==== Exercise materials ====

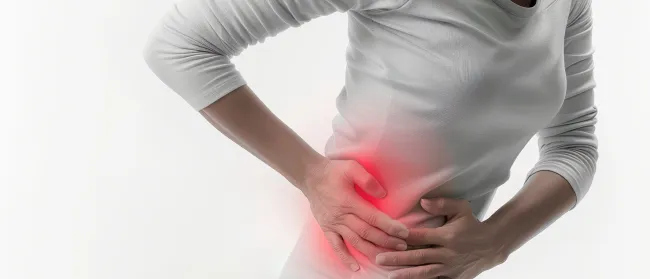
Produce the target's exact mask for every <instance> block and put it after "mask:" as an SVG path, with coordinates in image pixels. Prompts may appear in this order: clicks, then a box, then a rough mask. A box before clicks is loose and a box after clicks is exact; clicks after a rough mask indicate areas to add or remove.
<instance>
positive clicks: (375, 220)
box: [366, 213, 379, 226]
mask: <svg viewBox="0 0 650 279" xmlns="http://www.w3.org/2000/svg"><path fill="white" fill-rule="evenodd" d="M378 220H379V216H377V213H371V214H369V215H368V219H367V220H366V222H368V224H370V225H372V226H376V225H377V221H378Z"/></svg>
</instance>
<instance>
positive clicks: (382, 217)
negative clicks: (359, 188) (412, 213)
mask: <svg viewBox="0 0 650 279" xmlns="http://www.w3.org/2000/svg"><path fill="white" fill-rule="evenodd" d="M360 200H361V201H360V202H359V203H357V206H355V207H352V211H353V213H354V214H355V215H357V216H358V217H359V218H360V219H361V220H363V221H364V222H366V223H368V225H371V226H373V227H375V228H378V229H380V230H382V231H384V232H385V233H387V234H389V235H392V236H396V237H399V238H403V239H404V238H407V237H408V235H409V230H408V229H407V228H406V226H404V224H402V223H400V222H398V221H397V220H393V219H392V218H390V217H389V216H388V215H386V214H385V213H383V212H381V211H379V210H378V209H377V208H375V207H374V206H372V205H371V204H370V203H368V202H367V201H365V200H363V199H360Z"/></svg>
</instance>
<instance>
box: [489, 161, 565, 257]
mask: <svg viewBox="0 0 650 279" xmlns="http://www.w3.org/2000/svg"><path fill="white" fill-rule="evenodd" d="M575 203H576V194H575V192H574V191H573V189H572V188H571V186H570V185H569V183H568V182H567V181H566V180H565V179H564V178H563V177H561V176H560V175H558V174H556V173H554V172H550V171H539V172H537V173H535V174H534V175H532V176H531V177H530V178H529V179H528V180H527V182H526V185H524V187H523V189H522V190H521V191H520V192H519V193H517V195H515V197H513V198H512V199H511V200H510V201H509V202H507V203H506V204H505V205H503V206H502V207H501V208H499V210H497V212H495V213H494V214H493V215H492V216H490V218H488V219H487V220H486V221H485V222H486V223H487V224H489V225H490V226H491V227H492V228H493V229H494V232H495V235H496V238H497V239H496V243H497V245H498V246H499V247H498V249H497V250H498V251H499V253H500V254H501V256H503V257H508V255H510V254H511V253H512V252H514V251H515V250H517V249H518V248H519V247H521V246H522V245H523V244H524V243H526V242H527V241H528V240H530V239H531V238H532V237H534V236H535V235H537V234H538V233H539V232H541V231H542V230H544V229H545V228H546V227H547V226H548V225H550V224H551V223H552V222H554V221H555V220H557V219H558V218H559V217H560V216H562V215H563V214H564V213H566V212H567V211H569V209H571V208H572V206H573V205H574V204H575Z"/></svg>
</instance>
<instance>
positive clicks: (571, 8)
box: [567, 0, 591, 25]
mask: <svg viewBox="0 0 650 279" xmlns="http://www.w3.org/2000/svg"><path fill="white" fill-rule="evenodd" d="M570 1H571V8H570V10H569V18H568V21H567V23H568V24H567V25H572V24H573V23H575V22H576V21H579V20H580V19H581V18H584V17H585V16H589V15H590V13H591V0H570Z"/></svg>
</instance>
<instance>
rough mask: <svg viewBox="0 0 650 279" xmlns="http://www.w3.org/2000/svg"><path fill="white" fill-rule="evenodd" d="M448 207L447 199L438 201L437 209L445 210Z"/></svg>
mask: <svg viewBox="0 0 650 279" xmlns="http://www.w3.org/2000/svg"><path fill="white" fill-rule="evenodd" d="M446 205H447V201H446V200H445V199H438V200H437V201H436V208H438V209H443V208H445V206H446Z"/></svg>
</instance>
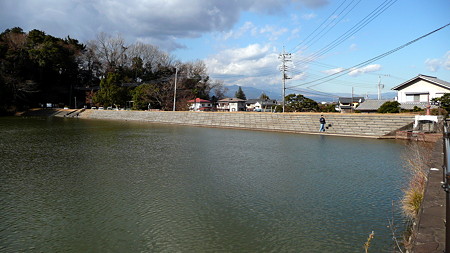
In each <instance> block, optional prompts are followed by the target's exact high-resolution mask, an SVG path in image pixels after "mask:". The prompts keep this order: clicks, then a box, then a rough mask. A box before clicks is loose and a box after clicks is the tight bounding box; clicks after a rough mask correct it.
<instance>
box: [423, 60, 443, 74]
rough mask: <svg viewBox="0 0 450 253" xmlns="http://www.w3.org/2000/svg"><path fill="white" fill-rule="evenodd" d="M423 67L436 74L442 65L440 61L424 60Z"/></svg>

====

Exercise instructions
Repeat each line above exactly as it reads, omitting any pictures.

Solution to the exercise
Produce the target's exact mask for every <instance> block and put it after "mask:" as an SVG path, with coordinates in image pixels. Prompts may appear in this order: clicks, then a box, then a rough mask. A box before clicks is loose and a box after clicks is exact; clicks after a rough mask indicate areas to add or remove.
<instance>
positive clicks: (375, 220)
box: [366, 213, 379, 226]
mask: <svg viewBox="0 0 650 279" xmlns="http://www.w3.org/2000/svg"><path fill="white" fill-rule="evenodd" d="M378 220H379V216H377V213H371V214H369V215H368V219H367V220H366V222H368V224H370V225H372V226H376V225H377V221H378Z"/></svg>
</instance>
<instance>
positive clicks: (382, 217)
negative clicks: (359, 188) (412, 213)
mask: <svg viewBox="0 0 650 279" xmlns="http://www.w3.org/2000/svg"><path fill="white" fill-rule="evenodd" d="M360 200H361V201H360V202H359V203H357V206H355V207H352V211H353V213H354V214H355V215H357V216H358V217H359V218H360V219H361V220H363V221H364V222H366V223H368V225H371V226H373V227H375V228H378V229H380V230H382V231H384V232H385V233H387V234H389V235H392V236H396V237H399V238H403V239H404V238H407V237H408V235H409V230H408V229H407V228H406V226H404V224H402V223H400V222H398V221H397V220H393V219H392V218H390V217H389V216H388V215H386V214H385V213H383V212H381V211H379V210H378V209H377V208H375V207H374V206H372V205H371V204H370V203H368V202H367V201H365V200H363V199H360Z"/></svg>
</instance>
<instance>
box: [489, 161, 565, 257]
mask: <svg viewBox="0 0 650 279" xmlns="http://www.w3.org/2000/svg"><path fill="white" fill-rule="evenodd" d="M575 203H576V194H575V192H574V191H573V189H572V188H571V186H570V185H569V183H568V182H567V181H566V180H565V179H564V178H563V177H561V176H560V175H558V174H556V173H554V172H550V171H539V172H537V173H535V174H534V175H532V176H531V177H530V178H529V179H528V180H527V182H526V185H524V187H523V189H522V190H521V191H520V192H519V193H517V195H515V197H513V198H512V199H511V200H510V201H509V202H507V203H506V204H505V205H503V206H502V207H501V208H499V210H497V212H495V213H494V214H493V215H492V216H490V218H488V219H487V220H486V221H485V222H486V223H487V224H489V225H490V226H491V227H492V228H493V229H494V232H495V235H496V238H497V239H496V243H497V245H498V246H499V247H498V249H497V250H498V251H499V253H500V254H501V256H503V257H508V255H510V254H511V253H512V252H514V251H515V250H517V249H518V248H519V247H521V246H522V245H523V244H524V243H526V242H527V241H528V240H530V239H531V238H532V237H534V236H535V235H537V234H538V233H539V232H541V231H542V230H544V229H545V228H546V227H547V226H548V225H550V224H551V223H552V222H554V221H555V220H557V219H558V218H559V217H560V216H562V215H563V214H564V213H566V212H567V211H569V209H571V208H572V206H573V205H574V204H575Z"/></svg>
</instance>
<instance>
positive clicks: (571, 8)
box: [567, 0, 591, 25]
mask: <svg viewBox="0 0 650 279" xmlns="http://www.w3.org/2000/svg"><path fill="white" fill-rule="evenodd" d="M570 1H571V8H570V10H569V18H568V21H567V23H568V24H567V25H572V24H573V23H575V22H576V21H579V20H580V19H581V18H584V17H585V16H589V15H590V13H591V0H570Z"/></svg>
</instance>
<instance>
rough mask: <svg viewBox="0 0 650 279" xmlns="http://www.w3.org/2000/svg"><path fill="white" fill-rule="evenodd" d="M448 207L447 199L438 201L437 209L445 210Z"/></svg>
mask: <svg viewBox="0 0 650 279" xmlns="http://www.w3.org/2000/svg"><path fill="white" fill-rule="evenodd" d="M446 205H447V201H446V200H445V199H438V200H437V201H436V208H438V209H443V208H445V206H446Z"/></svg>
</instance>
In each <instance> block, optional prompts are followed by the target's exact high-resolution mask, an SVG path in image pixels after "mask:". The prompts keep this order: clicks, then a box, then a rough mask. A box before clicks is loose and a box after clicks is the tight bounding box; clicks after a rough mask correct it.
<instance>
box: [423, 60, 443, 74]
rough mask: <svg viewBox="0 0 450 253" xmlns="http://www.w3.org/2000/svg"><path fill="white" fill-rule="evenodd" d="M423 67L436 74L442 65L440 61L424 60Z"/></svg>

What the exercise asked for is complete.